To do
Print all of the material below word for word, line by line.

(Collected data entries)
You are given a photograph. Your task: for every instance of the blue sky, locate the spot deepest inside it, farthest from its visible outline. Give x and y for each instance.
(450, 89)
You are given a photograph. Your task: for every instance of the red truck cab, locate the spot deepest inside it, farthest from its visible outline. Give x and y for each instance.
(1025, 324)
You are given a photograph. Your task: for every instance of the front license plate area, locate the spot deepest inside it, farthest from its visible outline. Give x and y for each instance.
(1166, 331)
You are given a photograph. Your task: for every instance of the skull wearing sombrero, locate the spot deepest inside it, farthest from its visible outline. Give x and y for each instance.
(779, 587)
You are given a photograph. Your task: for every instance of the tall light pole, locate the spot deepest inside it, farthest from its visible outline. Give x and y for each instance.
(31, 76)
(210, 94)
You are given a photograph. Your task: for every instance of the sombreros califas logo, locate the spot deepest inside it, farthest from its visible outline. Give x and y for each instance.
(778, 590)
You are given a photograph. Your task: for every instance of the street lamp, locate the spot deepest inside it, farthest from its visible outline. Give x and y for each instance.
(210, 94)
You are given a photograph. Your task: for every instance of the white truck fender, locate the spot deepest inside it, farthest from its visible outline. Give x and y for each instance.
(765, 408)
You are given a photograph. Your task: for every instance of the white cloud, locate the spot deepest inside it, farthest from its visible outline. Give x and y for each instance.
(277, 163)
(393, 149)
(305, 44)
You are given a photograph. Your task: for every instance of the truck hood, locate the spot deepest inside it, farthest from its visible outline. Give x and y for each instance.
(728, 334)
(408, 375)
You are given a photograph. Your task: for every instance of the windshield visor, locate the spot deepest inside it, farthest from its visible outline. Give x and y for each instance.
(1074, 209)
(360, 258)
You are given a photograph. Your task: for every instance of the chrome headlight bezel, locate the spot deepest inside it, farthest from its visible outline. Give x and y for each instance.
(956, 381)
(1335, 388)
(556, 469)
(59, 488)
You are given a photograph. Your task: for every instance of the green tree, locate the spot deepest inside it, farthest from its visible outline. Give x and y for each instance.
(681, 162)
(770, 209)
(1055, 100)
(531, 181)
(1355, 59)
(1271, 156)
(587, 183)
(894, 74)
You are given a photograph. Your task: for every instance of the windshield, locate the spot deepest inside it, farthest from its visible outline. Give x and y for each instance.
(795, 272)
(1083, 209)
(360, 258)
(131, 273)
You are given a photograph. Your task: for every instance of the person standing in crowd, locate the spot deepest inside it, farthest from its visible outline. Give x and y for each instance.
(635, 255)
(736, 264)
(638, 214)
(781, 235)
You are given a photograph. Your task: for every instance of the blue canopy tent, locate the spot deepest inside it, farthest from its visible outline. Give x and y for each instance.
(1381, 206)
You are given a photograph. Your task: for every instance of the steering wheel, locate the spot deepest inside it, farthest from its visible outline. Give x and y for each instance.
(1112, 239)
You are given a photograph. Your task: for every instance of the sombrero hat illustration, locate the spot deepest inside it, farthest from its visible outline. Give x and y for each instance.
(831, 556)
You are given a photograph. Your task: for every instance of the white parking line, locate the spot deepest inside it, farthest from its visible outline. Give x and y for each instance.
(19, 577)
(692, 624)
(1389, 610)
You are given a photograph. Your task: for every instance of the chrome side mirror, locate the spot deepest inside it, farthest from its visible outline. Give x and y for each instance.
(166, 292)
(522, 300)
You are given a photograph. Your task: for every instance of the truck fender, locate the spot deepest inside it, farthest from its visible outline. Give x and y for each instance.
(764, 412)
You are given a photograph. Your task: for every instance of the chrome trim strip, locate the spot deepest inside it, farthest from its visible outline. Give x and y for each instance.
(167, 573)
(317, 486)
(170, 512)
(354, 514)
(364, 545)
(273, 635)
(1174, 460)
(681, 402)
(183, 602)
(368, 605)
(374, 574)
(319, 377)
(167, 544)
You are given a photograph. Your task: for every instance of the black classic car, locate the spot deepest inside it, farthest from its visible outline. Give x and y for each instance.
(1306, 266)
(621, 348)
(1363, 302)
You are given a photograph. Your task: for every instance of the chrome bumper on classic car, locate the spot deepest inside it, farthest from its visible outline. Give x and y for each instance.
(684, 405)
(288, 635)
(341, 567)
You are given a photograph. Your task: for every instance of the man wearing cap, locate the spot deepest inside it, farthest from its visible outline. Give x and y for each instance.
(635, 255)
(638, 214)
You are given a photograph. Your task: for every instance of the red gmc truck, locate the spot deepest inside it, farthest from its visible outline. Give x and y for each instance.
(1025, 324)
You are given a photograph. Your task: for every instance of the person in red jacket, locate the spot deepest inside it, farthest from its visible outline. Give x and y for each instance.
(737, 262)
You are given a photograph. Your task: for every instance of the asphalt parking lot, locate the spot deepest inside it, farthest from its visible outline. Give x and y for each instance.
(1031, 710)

Task result
You are given a photograph. Your task: for every instance of the blue sky, locate the spot deepest inside it, farthest from its visible outline. Give x and y for each instance.
(450, 89)
You are given a photograph. Your task: for every instance of the red truck cab, locate the spot deepest inside it, farthest from its visible outline. Give x and y for each instance.
(1025, 324)
You are given a photograph. Your task: for every instance of the front license plate area, locate the spot deepest inside it, farthest from its visible outline. Give x and y for each instance.
(1166, 331)
You are given a photograph. Your task: for every instance of the skull wearing sombrero, locate the spot deepest inside it, farthest from its visible outline. Give x and y for each instance.
(779, 587)
You are given a photograph. Your task: for every instance of the tall light pole, locate the spot deepest inside it, farthest from its visible outline. Give x and y for each instance.
(31, 76)
(210, 94)
You are given a photograph. Your task: for every instance of the sombreros califas logo, locate the spot deepest inside it, farthest from its visible outline. Give x and y for each instance.
(778, 590)
You are given a photograph. Your task: for every instance of the street lamp, locate the spot deepest inside it, farthest from its visible outline. Give x and y for each instance.
(210, 94)
You are given a photograph. Your task: for every instance of the white truck fender, locate the spot deepest inside it, farthest from its visible outline. Give x and y for each instance.
(765, 408)
You are given a photograph. Your task: for every instance of the white cloud, locate the spot deepest inside it, farthest from its visible outline. Give x and y for each instance.
(277, 163)
(393, 149)
(305, 44)
You are given a photograph. Your task: for every instance of the truck hood, locate the spot deepest inside it, farthest from its visible outline. Give x and y for each instance.
(728, 334)
(408, 375)
You are given a photograph. Your task: for every instance of the windshield visor, locate the spot deepest inside it, farthest from its visible outline. Give x and y for each instance.
(1074, 209)
(360, 258)
You are given a photograph. Your task: for every instance of the chrome headlight bezel, locate the spot deepest inside it, farthest from its visible outline. Give x and y for each instance.
(956, 381)
(1335, 388)
(556, 469)
(59, 488)
You are given a photograph. Your task: for every instance of the green tree, locate the spot deepest inside it, farthest from its visible outline. Give x and y for each instance.
(681, 162)
(770, 209)
(1055, 100)
(531, 181)
(1355, 59)
(1271, 156)
(587, 183)
(894, 74)
You are given a photograph. Your task: for every instance of the windshield, locate the spot deepest inside it, farthest from its visible outline. Give x and y for each instance.
(795, 272)
(1083, 209)
(360, 258)
(131, 273)
You are given a photograph. Your task: for every instance of the person standing in crowd, locate the spot deepest inside it, farthest from its visible outline. Give x and y for each instance.
(635, 255)
(736, 264)
(638, 214)
(781, 235)
You are given a photograph. Your task: for every instance of the blue canopy tent, locate the spot deepest inside it, farthest from its visible outline. Give x and y for each instance.
(1381, 206)
You are given a photograph. Your task: for every instance of the steering wheel, locate the spot deepest inside it, farthest from its visible outline. Give x and y for each instance.
(1112, 239)
You are given a photograph. Your task: for every instance of the sombrero hat illustration, locate the spot deepest inside it, farthest from its visible outline. Give x and y for each instance.
(831, 556)
You are given a photograph. Your task: for every instance of the white parking line, locate the spot deepest inside it, farthest from its visible outline. Give x and y for each instance.
(19, 577)
(692, 624)
(1389, 610)
You are given a photograph. Your task: for every instance of the chrome side mirror, locate the spot deepest inside it, farthest from its visible outline. Give x and y for each instance.
(166, 292)
(522, 300)
You are given a photograph. Your task: for every instance of the truck fender, locate the spot deepest inside it, farthest from its visible outline. Give x and y for each instance.
(764, 412)
You are given a photograph. Your task: for every instance of the chrome trim strip, locate the spot deepest inside it, farthest from its visible outline. Give x and y for each instance.
(167, 573)
(317, 486)
(170, 512)
(354, 514)
(364, 545)
(273, 635)
(1174, 460)
(681, 402)
(183, 602)
(368, 605)
(374, 574)
(319, 377)
(167, 544)
You are given a photograph. Your task: for every instance of the black classic car, locate the spot deepest inside it, farthest from its visible outline. Give x and y for each instance.
(1306, 266)
(621, 348)
(1363, 302)
You are given a photograph. Your task: for every instance of the chrome bumper on classic car, locate the spot deepest inside it, farthest from its visible outline. Give x and y for each instance.
(684, 405)
(288, 635)
(341, 567)
You are given a photograph. Your task: for every instance of the man wearing cap, locate the spot deepest inside it, farthest from its visible outline. Give x and y for each instance.
(635, 255)
(638, 214)
You are given a photograph. Your task: for every instance of the red gmc truck, locate the spot deepest inside it, farthest from its visible outline. Give x and y for each instance.
(1025, 324)
You are given a photograph. Your task: for every instance of the person in red jacket, locate the spot deepest inside it, farthest from its visible outline. Give x and y for each instance.
(737, 262)
You are given a photograph. Your task: for every instance of the asphalt parking lot, locate the spot deepest inside it, farthest from its visible outline. Give x and y for each instance.
(1031, 710)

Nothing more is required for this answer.